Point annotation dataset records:
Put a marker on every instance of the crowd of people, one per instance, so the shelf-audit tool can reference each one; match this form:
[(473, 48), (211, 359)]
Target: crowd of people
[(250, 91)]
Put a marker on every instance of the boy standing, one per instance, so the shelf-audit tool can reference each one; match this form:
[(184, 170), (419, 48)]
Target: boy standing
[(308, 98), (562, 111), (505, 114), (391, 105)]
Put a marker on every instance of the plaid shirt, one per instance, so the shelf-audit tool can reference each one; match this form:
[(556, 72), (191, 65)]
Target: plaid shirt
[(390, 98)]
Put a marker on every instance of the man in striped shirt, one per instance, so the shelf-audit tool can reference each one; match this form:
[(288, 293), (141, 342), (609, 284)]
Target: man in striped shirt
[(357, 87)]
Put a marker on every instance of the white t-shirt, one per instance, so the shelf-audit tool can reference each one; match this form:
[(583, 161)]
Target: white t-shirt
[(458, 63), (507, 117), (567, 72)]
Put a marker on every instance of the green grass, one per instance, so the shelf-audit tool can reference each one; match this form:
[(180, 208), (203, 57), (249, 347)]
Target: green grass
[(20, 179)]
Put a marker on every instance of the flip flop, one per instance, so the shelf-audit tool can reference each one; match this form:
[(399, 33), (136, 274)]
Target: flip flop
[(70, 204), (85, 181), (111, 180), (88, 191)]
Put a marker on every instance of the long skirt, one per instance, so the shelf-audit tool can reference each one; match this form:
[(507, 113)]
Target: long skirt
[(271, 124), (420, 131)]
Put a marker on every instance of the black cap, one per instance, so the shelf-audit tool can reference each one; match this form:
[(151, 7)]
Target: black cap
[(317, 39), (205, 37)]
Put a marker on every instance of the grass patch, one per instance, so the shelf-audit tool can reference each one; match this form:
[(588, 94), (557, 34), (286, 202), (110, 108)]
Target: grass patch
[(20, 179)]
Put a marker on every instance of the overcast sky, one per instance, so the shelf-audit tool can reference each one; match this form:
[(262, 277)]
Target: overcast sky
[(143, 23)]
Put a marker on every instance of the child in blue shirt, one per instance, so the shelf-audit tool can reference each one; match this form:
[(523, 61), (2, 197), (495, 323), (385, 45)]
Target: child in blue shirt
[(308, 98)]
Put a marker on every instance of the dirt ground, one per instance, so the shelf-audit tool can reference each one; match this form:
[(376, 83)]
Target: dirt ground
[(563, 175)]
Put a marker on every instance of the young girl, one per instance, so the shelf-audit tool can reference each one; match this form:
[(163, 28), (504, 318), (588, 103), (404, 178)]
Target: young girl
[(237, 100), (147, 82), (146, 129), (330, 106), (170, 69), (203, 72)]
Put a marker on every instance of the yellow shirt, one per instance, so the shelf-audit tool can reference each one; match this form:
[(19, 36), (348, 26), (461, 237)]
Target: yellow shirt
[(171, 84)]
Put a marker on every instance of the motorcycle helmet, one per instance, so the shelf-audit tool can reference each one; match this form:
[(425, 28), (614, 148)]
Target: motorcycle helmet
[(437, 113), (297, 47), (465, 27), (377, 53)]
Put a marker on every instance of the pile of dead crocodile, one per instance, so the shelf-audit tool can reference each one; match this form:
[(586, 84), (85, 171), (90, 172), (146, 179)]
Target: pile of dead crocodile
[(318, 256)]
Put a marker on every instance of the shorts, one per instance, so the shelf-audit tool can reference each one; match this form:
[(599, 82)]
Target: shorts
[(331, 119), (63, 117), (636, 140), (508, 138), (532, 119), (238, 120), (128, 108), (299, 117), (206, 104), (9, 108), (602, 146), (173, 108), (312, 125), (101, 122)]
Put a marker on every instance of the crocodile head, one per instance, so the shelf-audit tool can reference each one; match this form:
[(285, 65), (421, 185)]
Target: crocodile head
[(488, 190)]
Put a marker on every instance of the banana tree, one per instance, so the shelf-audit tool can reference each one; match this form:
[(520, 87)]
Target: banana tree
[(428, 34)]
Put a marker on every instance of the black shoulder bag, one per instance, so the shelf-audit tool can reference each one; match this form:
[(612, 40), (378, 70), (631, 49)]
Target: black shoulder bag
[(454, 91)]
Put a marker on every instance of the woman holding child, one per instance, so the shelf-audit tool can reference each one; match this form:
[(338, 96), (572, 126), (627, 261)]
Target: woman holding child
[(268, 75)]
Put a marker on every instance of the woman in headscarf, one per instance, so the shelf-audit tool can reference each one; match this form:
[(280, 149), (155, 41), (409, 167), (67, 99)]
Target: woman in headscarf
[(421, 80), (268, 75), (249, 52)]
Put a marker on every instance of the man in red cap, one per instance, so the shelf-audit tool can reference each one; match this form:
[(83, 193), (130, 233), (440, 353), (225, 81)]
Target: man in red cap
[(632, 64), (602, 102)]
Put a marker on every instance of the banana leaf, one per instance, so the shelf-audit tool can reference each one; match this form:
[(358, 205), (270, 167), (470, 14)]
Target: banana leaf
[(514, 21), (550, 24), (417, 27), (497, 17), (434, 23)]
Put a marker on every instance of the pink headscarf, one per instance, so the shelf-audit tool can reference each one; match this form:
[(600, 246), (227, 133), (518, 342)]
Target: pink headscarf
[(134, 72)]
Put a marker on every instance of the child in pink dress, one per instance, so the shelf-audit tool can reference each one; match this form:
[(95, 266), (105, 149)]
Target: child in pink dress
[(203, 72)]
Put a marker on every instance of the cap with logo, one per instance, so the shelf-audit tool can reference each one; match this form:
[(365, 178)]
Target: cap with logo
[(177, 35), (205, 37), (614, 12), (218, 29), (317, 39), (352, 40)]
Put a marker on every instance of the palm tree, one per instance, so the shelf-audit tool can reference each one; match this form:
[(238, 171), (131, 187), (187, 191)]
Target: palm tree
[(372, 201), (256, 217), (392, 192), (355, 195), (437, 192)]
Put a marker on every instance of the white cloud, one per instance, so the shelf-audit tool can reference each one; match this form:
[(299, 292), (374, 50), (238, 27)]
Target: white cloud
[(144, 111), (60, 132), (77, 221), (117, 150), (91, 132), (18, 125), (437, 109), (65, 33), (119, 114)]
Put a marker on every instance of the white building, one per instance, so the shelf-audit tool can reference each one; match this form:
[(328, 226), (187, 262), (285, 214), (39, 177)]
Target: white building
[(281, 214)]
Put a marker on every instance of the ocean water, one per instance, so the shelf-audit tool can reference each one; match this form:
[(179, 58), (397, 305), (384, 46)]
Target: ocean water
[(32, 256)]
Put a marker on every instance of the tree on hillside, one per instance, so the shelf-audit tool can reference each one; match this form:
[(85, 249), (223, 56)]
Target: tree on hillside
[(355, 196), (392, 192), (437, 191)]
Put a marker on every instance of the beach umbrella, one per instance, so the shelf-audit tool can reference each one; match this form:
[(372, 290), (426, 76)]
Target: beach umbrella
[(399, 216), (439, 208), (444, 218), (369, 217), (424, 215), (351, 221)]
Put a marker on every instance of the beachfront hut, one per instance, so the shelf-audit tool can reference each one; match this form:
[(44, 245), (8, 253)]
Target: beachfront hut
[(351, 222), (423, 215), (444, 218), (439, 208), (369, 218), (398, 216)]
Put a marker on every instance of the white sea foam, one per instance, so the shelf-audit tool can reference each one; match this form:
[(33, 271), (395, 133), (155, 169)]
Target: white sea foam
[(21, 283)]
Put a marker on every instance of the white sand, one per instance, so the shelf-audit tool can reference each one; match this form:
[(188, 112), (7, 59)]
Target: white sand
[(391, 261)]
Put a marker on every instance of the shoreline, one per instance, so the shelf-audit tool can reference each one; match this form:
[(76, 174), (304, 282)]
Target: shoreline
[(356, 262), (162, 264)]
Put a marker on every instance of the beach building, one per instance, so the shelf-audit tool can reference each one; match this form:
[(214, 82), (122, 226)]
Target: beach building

- GIVEN PROBLEM
Convert the records above into a Markdown table with the columns Row and Line. Give each non-blank line its own row, numbered in order, and leave out blank lines.

- SOLUTION TO THE EXERCISE
| Row | Line |
|---|---|
| 1 | Put a marker on every instance of the crowd of people, one per instance, so the shelf-audit tool can reference each one; match this form: |
| 2 | [(473, 48), (211, 359)] |
| 3 | Target: crowd of people |
| 4 | [(250, 91)] |
| 5 | Put a marker on every instance of the boy standing, one per instance, so the shelf-audit tool can reference each one; match this form: |
| 6 | [(184, 170), (419, 48)] |
| 7 | Target: boy standing |
| 8 | [(308, 98), (562, 111), (505, 114), (391, 105)] |
| 9 | Put a marker on every instance of the plaid shirt, one per instance, so the shelf-audit tool can reference each one; match this form: |
| 10 | [(556, 72), (191, 65)] |
| 11 | Target: plaid shirt |
| 12 | [(390, 98)] |
| 13 | Put a marker on every instance of the man in striped shirt, one per instance, so the shelf-audit tool can reference each one; match this form: |
| 14 | [(288, 293), (141, 342), (609, 284)] |
| 15 | Target: man in striped shirt |
| 16 | [(357, 87)] |
| 17 | Put a marker on every instance of the white t-shirt, one per instance, so the shelf-audit tool can reference each one; match this form: |
| 18 | [(583, 161)] |
| 19 | Target: white t-shirt |
| 20 | [(458, 63), (507, 117), (567, 72)] |
| 21 | Put a marker on every instance of the green grass, one per instance, so the shelf-audit tool can reference each one; match this form: |
| 22 | [(180, 208), (203, 57), (249, 347)] |
| 23 | Target: green grass |
| 24 | [(20, 179)] |
| 25 | Put a marker on every instance of the flip flop, one per instance, so the shelf-audit tool can reference each one; match this form: |
| 26 | [(399, 33), (136, 274)] |
| 27 | Target: flip flop |
| 28 | [(70, 204), (85, 181), (111, 180), (88, 191)] |
| 29 | Put a marker on every instance of the long skirt, one per instance, so the shelf-audit tool can reference each one; match this form: |
| 30 | [(507, 113)] |
| 31 | Target: long skirt |
| 32 | [(271, 124), (420, 131)] |
| 33 | Put a marker on every instance of the black cap, one per instance, so the shelf-audit tool can reference each one; match this form: |
| 34 | [(151, 7)] |
| 35 | Target: black cap |
| 36 | [(317, 39), (205, 37)] |
| 37 | Put a marker on every instance of the grass patch, one per instance, so the shelf-audit tool can reference each one; match this form: |
| 38 | [(588, 94), (557, 34), (286, 202), (110, 108)] |
| 39 | Target: grass patch |
| 40 | [(20, 179)] |
| 41 | Put a marker on every instance of the overcast sky, one per instance, so the shelf-audit tool can reference each one; match this form: |
| 42 | [(262, 277)] |
| 43 | Target: overcast sky |
| 44 | [(143, 23)] |
| 45 | Put a marker on every instance of the child in blue shirt, one per instance, so the shelf-audit tool can reference each one; match this form: |
| 46 | [(523, 61), (2, 197), (495, 323), (385, 45)] |
| 47 | Target: child in blue shirt |
| 48 | [(308, 98)] |
| 49 | Put a marker on every instance of the dirt ground, one per instance, so the shelf-audit tool can reference each one; match this form: |
| 50 | [(376, 83)] |
| 51 | Target: dirt ground |
| 52 | [(563, 175)] |
| 53 | Put a marker on every instance of the young girl, one per instance, so the shelf-audit tool can reference each one; match this form: |
| 54 | [(163, 28), (504, 318), (588, 103), (404, 178)] |
| 55 | Target: young girl |
| 56 | [(237, 100), (147, 82), (146, 129), (330, 106), (170, 69), (203, 72)] |
| 57 | Put a marker on every instance of the yellow shirt, one per instance, so the shelf-audit tool can reference each one; match this form: |
| 58 | [(19, 36), (348, 26), (461, 237)] |
| 59 | Target: yellow shirt |
| 60 | [(171, 84)] |
| 61 | Put a marker on every instance of the motorcycle helmet, one per instance, so the shelf-audit tool can reference each one; match this form: |
| 62 | [(425, 28), (614, 148)] |
| 63 | Target: motorcycle helmet |
| 64 | [(437, 113), (297, 47), (465, 27), (377, 53)] |
| 65 | Put a marker on every instance of the pile of dead crocodile, one per instance, so the shelf-audit tool can reference each one; match this form: |
| 66 | [(586, 84), (85, 171), (90, 172), (146, 179)] |
| 67 | Target: pile of dead crocodile |
| 68 | [(318, 256)] |
| 69 | Put a marker on every instance of the shorts, one per instance, so the shelf-audit tool can reference each one; match this form: |
| 70 | [(599, 82)] |
| 71 | Target: shorts |
| 72 | [(331, 119), (63, 117), (636, 140), (508, 138), (532, 119), (238, 120), (128, 108), (299, 117), (206, 104), (9, 108), (602, 146), (173, 108), (312, 125), (101, 122)] |
| 73 | Put a marker on every instance of the crocodile head, one per instance, so the shelf-audit tool can reference each one; match this form: |
| 74 | [(285, 65), (421, 185)] |
| 75 | Target: crocodile head |
| 76 | [(488, 190)] |
| 77 | Put a marker on every instance of the banana tree, one per instance, so the shelf-audit tool can reference each one; match this form: |
| 78 | [(520, 87)] |
| 79 | Target: banana tree |
| 80 | [(428, 34)] |
| 81 | Put a marker on every instance of the black shoulder bag, one per instance, so the shelf-audit tool can reference each one; match this form: |
| 82 | [(612, 40), (378, 70), (631, 49)] |
| 83 | Target: black shoulder bag |
| 84 | [(454, 91)] |
| 85 | Put a marker on every instance of the woman holding child, one per instance, so the shelf-audit tool can reference each one; match this form: |
| 86 | [(338, 96), (572, 126), (627, 261)] |
| 87 | Target: woman holding child |
| 88 | [(268, 75)] |
| 89 | Put a marker on every instance of the woman in headscarf, one per instance, so the shelf-audit tool can reference each one; match this form: |
| 90 | [(280, 149), (155, 41), (409, 167), (67, 99)] |
| 91 | Target: woman in headscarf |
| 92 | [(421, 80), (268, 75), (249, 52)] |
| 93 | Put a marker on every instance of the man in red cap, one per instance, so the shelf-audit tool can reference each one; match this form: |
| 94 | [(83, 193), (130, 233), (440, 353), (225, 81)] |
| 95 | Target: man in red cap |
| 96 | [(632, 64), (602, 102)] |
| 97 | Put a marker on every instance of the banana leaf, one per instance, so the shelf-audit tool can reference each one; match this form: |
| 98 | [(358, 205), (270, 167), (470, 14)] |
| 99 | Target: banana leaf |
| 100 | [(514, 21), (550, 24), (417, 27), (497, 17), (434, 23)] |
| 101 | Put a marker on every instance of the pink headscarf, one per instance, so the shelf-audit tool can reference each one; match this form: |
| 102 | [(600, 246), (227, 133), (518, 342)] |
| 103 | Target: pink headscarf |
| 104 | [(134, 72)] |
| 105 | Put a marker on every instance of the child in pink dress, one per instance, so the shelf-audit tool can reference each one; match this form: |
| 106 | [(95, 266), (105, 149)] |
| 107 | Target: child in pink dress |
| 108 | [(203, 72)] |
| 109 | Put a marker on every instance of the cap with logo, one per instance, so the shelf-audit tool can reference each one; match this form: |
| 110 | [(365, 178)] |
| 111 | Target: cap with logo |
| 112 | [(177, 35), (205, 37), (614, 12), (218, 29), (317, 39), (352, 40)] |
| 113 | Put a marker on every instance of the palm tree, one per instance, so the shelf-audit tool can reference each one; match this form: |
| 114 | [(238, 171), (131, 187), (187, 191)] |
| 115 | Target: palm tree |
| 116 | [(372, 201), (256, 217), (392, 192), (355, 195), (437, 192)] |
| 117 | Put a marker on every instance of the white cloud, one per instance, so the shelf-audit tool can reference each one; match this form: |
| 118 | [(299, 292), (374, 50), (238, 27)] |
| 119 | Target: white cloud |
| 120 | [(144, 111), (60, 132), (77, 221), (117, 150), (91, 132), (18, 125), (437, 109), (65, 33), (119, 114)] |
| 121 | Put a marker on every instance of the white building, one per instance, so the shelf-audit tool can reference each one; match this form: |
| 122 | [(328, 226), (187, 262), (285, 214), (39, 177)] |
| 123 | Target: white building |
| 124 | [(281, 214)] |
| 125 | Put a marker on every instance of the ocean water, one per instance, so the shelf-audit tool can reference each one; match this form: |
| 126 | [(179, 58), (397, 305), (384, 46)] |
| 127 | Target: ocean water |
| 128 | [(32, 256)] |
| 129 | Put a marker on every instance of the tree on hillside, one per instance, so the shelf-audit tool can reference each one; match this form: |
| 130 | [(85, 249), (223, 56)] |
| 131 | Target: tree on hillside |
| 132 | [(355, 196), (392, 192), (437, 191)] |
| 133 | Put a marker on every instance of the beach umbrella, one per instance, so the shelf-audit tool can reference each one; match this form: |
| 134 | [(372, 290), (426, 76)] |
| 135 | Target: beach umbrella |
| 136 | [(399, 216), (439, 208), (444, 218), (369, 217), (424, 215), (351, 221)] |
| 137 | Put a marker on every instance of the beachfront hut, one per instance, so the shelf-audit tool can reference each one; match this form: |
| 138 | [(44, 245), (8, 253)] |
| 139 | Target: beachfront hut |
| 140 | [(351, 222), (423, 215), (444, 218), (439, 208), (369, 218), (398, 216)] |
| 141 | Put a marker on every instance of the white sea foam, one per instance, so the shelf-audit tool can reference each one; match this form: |
| 142 | [(33, 271), (395, 133), (155, 169)] |
| 143 | Target: white sea foam |
| 144 | [(21, 283)] |
| 145 | Put a marker on every instance of the white sand, one per instance, so the shelf-audit tool can reference each one; match this form: |
| 146 | [(188, 112), (7, 59)] |
| 147 | Target: white sand |
| 148 | [(391, 261)] |
| 149 | Put a marker on every instance of the shoreline, one per instance, so the shelf-audit tool can reference each one; match this form: |
| 150 | [(76, 174), (304, 282)] |
| 151 | Target: shoreline |
| 152 | [(356, 262), (162, 264)] |
| 153 | Put a marker on every instance of the beach building, one per instance, so the shelf-audit tool can reference each one; match this form: |
| 154 | [(214, 82), (122, 226)] |
| 155 | Target: beach building |